> _What is expected_: Look below for the lines from the one with "instance), sample [42,127]." to the one with "[locate] white wall", and copy exactly those lines, both ends included.

Exercise material Start Marker

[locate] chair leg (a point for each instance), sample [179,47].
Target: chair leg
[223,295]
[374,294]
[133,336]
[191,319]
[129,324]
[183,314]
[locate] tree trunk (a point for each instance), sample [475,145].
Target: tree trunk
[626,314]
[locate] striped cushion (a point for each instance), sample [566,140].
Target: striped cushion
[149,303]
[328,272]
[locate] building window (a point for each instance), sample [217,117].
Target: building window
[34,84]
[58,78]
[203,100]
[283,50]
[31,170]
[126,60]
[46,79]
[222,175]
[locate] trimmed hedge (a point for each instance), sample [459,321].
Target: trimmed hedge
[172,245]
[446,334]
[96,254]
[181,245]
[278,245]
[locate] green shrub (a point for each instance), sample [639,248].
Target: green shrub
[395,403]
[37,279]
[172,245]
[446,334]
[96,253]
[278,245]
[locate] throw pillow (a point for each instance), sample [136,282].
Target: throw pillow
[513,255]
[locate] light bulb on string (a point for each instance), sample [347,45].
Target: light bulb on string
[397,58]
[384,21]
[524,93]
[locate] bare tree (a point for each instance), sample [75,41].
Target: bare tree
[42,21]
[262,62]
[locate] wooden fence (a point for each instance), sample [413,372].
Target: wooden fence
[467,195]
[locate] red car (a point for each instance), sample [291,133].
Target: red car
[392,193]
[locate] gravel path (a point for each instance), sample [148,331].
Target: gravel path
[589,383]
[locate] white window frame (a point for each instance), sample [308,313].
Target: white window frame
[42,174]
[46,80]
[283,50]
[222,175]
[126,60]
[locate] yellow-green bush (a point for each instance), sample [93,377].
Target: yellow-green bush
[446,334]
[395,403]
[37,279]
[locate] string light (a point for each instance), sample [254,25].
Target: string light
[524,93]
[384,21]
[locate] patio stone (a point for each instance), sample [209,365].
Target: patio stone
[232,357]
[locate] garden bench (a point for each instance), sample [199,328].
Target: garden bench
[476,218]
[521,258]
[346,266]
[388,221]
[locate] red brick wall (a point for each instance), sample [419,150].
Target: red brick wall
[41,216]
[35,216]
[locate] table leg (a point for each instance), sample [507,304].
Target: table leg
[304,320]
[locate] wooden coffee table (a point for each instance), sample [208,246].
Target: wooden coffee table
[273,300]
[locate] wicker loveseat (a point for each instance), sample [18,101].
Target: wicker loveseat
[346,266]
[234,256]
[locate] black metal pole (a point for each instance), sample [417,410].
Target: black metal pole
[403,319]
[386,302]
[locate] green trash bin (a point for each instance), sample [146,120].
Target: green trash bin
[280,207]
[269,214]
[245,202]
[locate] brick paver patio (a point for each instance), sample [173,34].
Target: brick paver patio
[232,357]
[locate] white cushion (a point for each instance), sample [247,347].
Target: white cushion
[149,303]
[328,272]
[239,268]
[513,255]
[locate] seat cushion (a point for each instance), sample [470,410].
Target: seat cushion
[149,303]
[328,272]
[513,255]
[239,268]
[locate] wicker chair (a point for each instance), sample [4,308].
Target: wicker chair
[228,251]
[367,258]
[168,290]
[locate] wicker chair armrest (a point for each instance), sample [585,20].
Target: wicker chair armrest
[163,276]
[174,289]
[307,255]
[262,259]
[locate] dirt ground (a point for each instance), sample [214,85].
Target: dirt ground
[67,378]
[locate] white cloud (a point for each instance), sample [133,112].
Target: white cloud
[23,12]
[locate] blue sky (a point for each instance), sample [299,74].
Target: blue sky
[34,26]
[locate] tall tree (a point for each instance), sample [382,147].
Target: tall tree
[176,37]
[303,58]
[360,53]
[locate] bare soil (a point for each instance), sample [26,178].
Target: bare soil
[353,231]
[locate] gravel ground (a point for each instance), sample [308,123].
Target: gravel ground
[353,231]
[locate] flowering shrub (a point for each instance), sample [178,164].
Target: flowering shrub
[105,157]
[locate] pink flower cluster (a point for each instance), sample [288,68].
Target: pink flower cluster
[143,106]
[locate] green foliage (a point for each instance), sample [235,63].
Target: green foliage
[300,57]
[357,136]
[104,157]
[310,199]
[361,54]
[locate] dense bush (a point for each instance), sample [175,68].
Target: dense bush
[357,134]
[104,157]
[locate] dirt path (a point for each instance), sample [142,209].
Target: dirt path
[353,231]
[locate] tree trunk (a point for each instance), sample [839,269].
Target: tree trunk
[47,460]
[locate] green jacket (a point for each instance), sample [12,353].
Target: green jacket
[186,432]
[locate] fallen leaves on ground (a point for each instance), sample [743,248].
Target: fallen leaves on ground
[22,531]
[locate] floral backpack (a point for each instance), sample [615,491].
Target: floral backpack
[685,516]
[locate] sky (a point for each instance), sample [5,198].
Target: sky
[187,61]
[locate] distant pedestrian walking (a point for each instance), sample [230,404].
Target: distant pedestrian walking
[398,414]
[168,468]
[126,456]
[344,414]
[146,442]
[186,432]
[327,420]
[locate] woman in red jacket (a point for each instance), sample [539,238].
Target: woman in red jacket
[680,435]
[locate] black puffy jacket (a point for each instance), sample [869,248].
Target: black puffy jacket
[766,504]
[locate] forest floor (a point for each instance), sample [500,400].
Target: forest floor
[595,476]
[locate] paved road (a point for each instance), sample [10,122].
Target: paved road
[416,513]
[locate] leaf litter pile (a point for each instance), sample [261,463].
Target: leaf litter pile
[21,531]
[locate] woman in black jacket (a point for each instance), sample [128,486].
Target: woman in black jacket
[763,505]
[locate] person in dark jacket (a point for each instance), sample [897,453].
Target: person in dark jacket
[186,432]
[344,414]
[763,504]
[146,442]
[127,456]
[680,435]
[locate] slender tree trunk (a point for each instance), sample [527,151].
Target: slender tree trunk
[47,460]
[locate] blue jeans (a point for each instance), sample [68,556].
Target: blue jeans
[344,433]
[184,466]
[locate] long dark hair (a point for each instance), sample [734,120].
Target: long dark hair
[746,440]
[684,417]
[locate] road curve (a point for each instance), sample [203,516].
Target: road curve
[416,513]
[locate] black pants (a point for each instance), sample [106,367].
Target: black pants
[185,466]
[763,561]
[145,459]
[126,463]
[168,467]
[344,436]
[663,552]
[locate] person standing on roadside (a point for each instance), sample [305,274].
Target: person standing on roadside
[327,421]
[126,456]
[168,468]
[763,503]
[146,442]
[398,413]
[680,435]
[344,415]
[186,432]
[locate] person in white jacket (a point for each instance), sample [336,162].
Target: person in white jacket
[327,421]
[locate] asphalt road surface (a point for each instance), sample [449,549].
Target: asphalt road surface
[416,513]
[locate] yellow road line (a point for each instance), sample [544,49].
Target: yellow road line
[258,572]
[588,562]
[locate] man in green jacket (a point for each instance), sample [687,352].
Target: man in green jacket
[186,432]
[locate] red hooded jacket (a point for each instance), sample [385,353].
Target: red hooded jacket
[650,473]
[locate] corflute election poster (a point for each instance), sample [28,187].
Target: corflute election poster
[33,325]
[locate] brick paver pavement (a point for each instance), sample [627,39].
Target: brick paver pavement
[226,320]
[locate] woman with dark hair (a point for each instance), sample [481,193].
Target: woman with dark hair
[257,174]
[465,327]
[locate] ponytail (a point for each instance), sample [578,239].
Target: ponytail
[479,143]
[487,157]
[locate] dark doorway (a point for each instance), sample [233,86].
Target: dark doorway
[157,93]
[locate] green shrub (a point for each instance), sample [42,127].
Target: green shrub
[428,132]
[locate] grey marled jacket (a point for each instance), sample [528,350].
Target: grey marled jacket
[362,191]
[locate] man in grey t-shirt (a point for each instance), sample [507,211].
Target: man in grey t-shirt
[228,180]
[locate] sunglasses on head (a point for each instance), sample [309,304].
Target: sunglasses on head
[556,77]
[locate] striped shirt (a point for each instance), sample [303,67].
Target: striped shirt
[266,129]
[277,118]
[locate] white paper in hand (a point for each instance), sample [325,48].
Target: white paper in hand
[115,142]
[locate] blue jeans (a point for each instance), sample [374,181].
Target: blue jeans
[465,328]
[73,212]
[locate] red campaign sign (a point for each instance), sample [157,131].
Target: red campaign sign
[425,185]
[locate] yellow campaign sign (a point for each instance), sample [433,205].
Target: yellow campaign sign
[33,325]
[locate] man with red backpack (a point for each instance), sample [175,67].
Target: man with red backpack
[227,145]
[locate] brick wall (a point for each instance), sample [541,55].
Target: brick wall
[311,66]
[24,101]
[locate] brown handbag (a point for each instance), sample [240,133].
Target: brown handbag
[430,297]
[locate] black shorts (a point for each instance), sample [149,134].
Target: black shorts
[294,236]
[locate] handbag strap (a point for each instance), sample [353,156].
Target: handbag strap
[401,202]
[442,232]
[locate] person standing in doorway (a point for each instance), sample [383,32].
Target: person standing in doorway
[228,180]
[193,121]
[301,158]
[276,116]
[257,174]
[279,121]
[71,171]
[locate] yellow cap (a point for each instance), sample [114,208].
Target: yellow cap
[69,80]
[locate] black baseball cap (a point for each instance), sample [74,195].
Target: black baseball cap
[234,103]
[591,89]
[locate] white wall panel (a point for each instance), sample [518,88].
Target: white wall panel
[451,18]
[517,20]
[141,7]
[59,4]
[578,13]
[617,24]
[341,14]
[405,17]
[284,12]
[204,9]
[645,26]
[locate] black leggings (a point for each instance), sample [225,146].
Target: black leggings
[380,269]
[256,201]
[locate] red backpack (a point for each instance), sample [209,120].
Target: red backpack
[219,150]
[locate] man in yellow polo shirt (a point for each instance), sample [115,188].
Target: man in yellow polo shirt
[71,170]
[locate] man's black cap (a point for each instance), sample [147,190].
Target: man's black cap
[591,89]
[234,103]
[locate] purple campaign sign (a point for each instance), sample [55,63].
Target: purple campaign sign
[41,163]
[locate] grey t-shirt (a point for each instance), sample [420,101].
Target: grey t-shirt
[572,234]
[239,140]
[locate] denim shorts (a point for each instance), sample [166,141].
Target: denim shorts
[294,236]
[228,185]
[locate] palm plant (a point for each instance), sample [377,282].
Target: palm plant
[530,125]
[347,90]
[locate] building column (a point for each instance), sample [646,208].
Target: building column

Exercise material End Marker

> _Exercise answer_:
[locate] green shrub (a point for each instance), sample [42,127].
Target: green shrub
[428,132]
[locate] grey marled jacket (a point for each instance), sample [528,350].
Target: grey marled jacket
[362,191]
[locate] man in grey t-shirt (a point for each instance), sample [507,211].
Target: man in grey t-shirt
[228,180]
[locate] sunglasses on head (a point for each instance), sample [309,304].
Target: sunglasses on head
[556,77]
[locate] striped shirt (a point for each instance), sample [303,67].
Target: striped shirt
[266,129]
[277,118]
[locate] white paper in hand (a point for each instance), sample [325,48].
Target: white paper in hand
[115,142]
[locate] blue jeans (a point for each instance), sample [374,181].
Target: blue jeans
[465,328]
[73,212]
[locate] red campaign sign (a point for each instance), sample [157,131].
Target: red campaign sign
[425,185]
[locate] yellow campaign sign (a point for each instance), sample [433,205].
Target: yellow campaign sign
[33,325]
[locate] man with red backpack (a point for each instance), sample [175,67].
Target: man with red backpack
[227,145]
[locate] brick wall (a point for each instance), sample [541,55].
Target: brick wall
[311,66]
[24,101]
[locate] brown handbag (a point for each instance), sample [240,133].
Target: brown handbag
[430,297]
[locate] black shorts (a point for each instance), sample [149,134].
Target: black shorts
[294,236]
[locate] handbag strap (a point for each instance), sample [353,156].
Target: handbag strap
[401,202]
[442,232]
[locate] person standing in doorway (a point for each instance), sample [383,32].
Target: person standing in doorway
[228,180]
[193,121]
[301,158]
[276,116]
[257,174]
[279,121]
[71,171]
[locate] yellow cap (a point for each instance), sample [114,208].
Target: yellow cap
[69,80]
[locate] black baseball cap (a point for each instance), sample [74,195].
Target: black baseball cap
[234,103]
[591,89]
[locate] white wall panel (a point for each instance), sample [518,88].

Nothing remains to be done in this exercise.